Copy out, word for word, the part of the lines below that opens with the line containing "Task: Indicate the stone tower" and closes with the line containing "Task: Indicate the white flower", including both of those lines.

§ **Supplied information**:
• • • • •

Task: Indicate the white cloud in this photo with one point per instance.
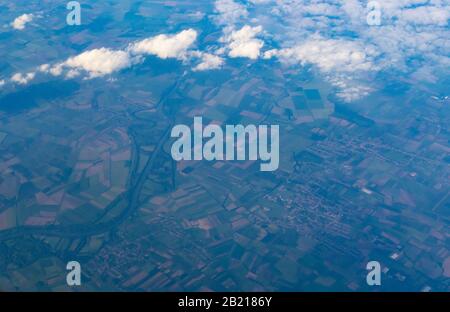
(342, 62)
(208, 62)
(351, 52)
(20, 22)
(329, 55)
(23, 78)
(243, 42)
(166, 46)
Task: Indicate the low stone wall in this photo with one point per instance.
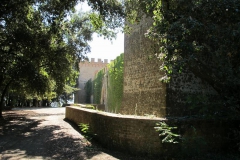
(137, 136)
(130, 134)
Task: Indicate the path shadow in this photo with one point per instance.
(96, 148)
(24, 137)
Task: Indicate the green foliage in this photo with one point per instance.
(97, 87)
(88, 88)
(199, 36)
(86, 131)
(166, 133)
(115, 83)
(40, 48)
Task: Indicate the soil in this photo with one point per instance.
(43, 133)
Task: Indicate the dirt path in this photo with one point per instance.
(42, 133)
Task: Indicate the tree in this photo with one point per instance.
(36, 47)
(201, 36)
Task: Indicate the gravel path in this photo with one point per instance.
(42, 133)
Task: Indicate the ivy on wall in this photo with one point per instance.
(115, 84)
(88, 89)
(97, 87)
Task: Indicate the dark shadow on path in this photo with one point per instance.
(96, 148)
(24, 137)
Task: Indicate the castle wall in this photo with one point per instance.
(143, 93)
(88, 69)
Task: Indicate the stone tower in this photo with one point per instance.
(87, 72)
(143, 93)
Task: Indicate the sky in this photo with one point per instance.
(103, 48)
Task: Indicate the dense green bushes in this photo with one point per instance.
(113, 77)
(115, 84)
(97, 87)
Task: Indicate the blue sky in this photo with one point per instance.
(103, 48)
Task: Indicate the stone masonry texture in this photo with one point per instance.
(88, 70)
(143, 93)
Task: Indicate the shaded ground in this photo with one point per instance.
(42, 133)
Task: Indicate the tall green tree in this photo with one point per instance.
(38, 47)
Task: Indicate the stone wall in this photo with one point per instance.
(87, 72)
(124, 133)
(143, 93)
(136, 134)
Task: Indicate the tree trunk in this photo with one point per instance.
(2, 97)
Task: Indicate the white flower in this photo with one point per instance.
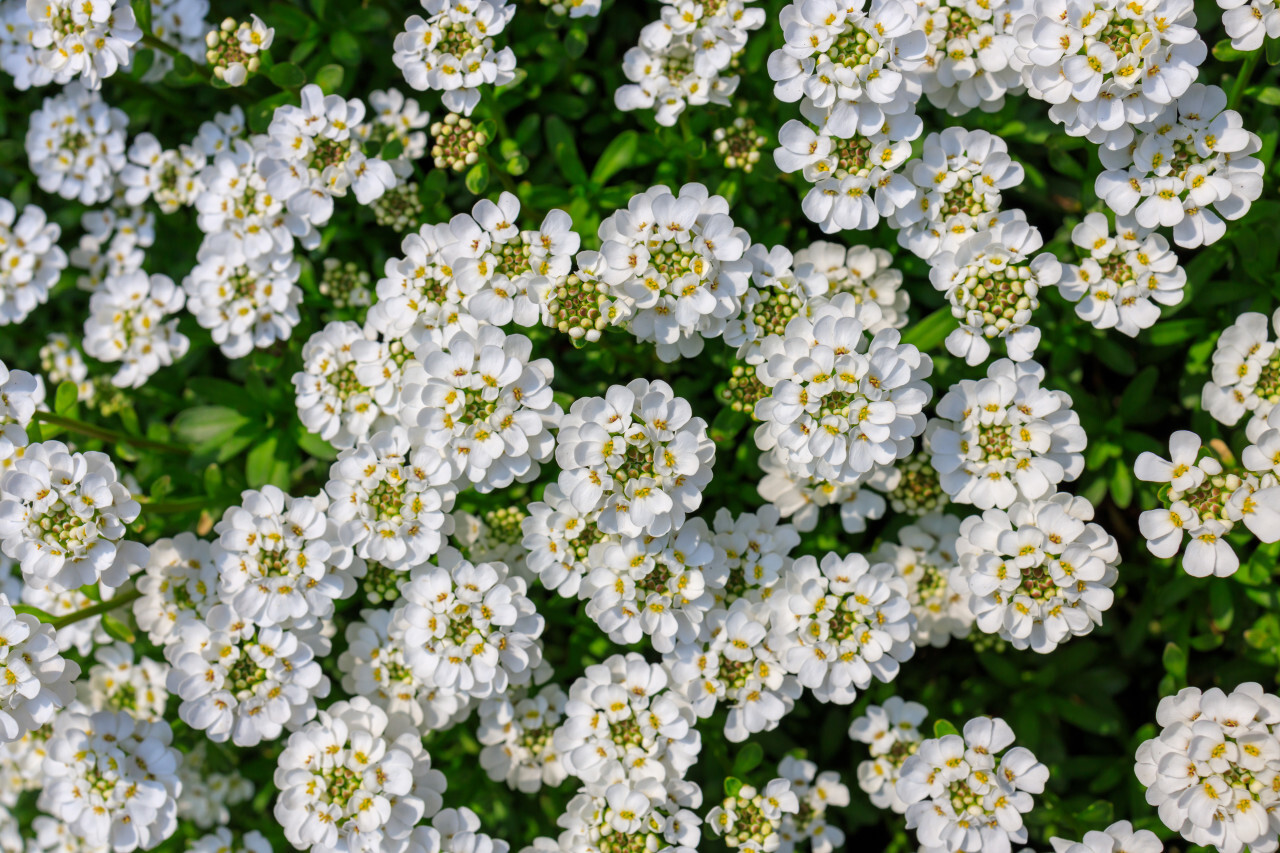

• • • • •

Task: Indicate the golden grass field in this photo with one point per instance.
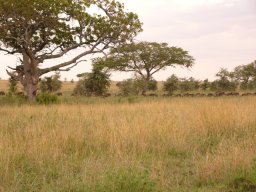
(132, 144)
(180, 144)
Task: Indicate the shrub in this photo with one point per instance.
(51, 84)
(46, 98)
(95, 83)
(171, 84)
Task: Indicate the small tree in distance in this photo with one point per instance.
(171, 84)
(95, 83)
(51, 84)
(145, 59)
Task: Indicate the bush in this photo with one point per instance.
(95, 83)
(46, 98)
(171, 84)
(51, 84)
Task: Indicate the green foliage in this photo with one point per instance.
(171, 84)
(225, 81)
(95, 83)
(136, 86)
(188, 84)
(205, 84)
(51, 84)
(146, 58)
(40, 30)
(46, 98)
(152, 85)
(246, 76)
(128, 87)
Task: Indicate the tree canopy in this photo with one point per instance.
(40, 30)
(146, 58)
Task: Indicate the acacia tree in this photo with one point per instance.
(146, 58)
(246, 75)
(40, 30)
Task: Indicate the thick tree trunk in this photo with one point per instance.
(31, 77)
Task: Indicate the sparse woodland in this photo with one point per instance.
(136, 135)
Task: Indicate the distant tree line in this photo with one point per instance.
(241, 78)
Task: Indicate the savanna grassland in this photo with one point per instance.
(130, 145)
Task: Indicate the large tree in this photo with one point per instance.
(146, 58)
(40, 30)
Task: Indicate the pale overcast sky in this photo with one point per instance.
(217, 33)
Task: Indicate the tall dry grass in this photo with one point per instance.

• • • • •

§ **Full response**:
Task: Indicate the stone tower in this photo with one point per instance.
(87, 72)
(143, 93)
Task: Indicate the sky in this photo with one point per instance.
(103, 48)
Task: Indicate the dense green bushes in this photo with one point per instance.
(113, 77)
(115, 84)
(97, 87)
Task: Indicate the blue sky in this photo with one point per instance.
(103, 48)
Task: Indicate the stone masonry texture in this photo with one point per instance.
(88, 70)
(143, 93)
Task: Indicate the shaded ground in this photo with one point per instance.
(42, 133)
Task: Indicate the tall green tree in this photo with one point per instance.
(38, 47)
Task: Indicate the stone wall in this photo with one point per instance.
(87, 72)
(124, 133)
(143, 93)
(136, 134)
Task: Indicate the tree trunk in this photo with one point per instance.
(2, 97)
Task: Indicate the white flower in this photo with one point per instance.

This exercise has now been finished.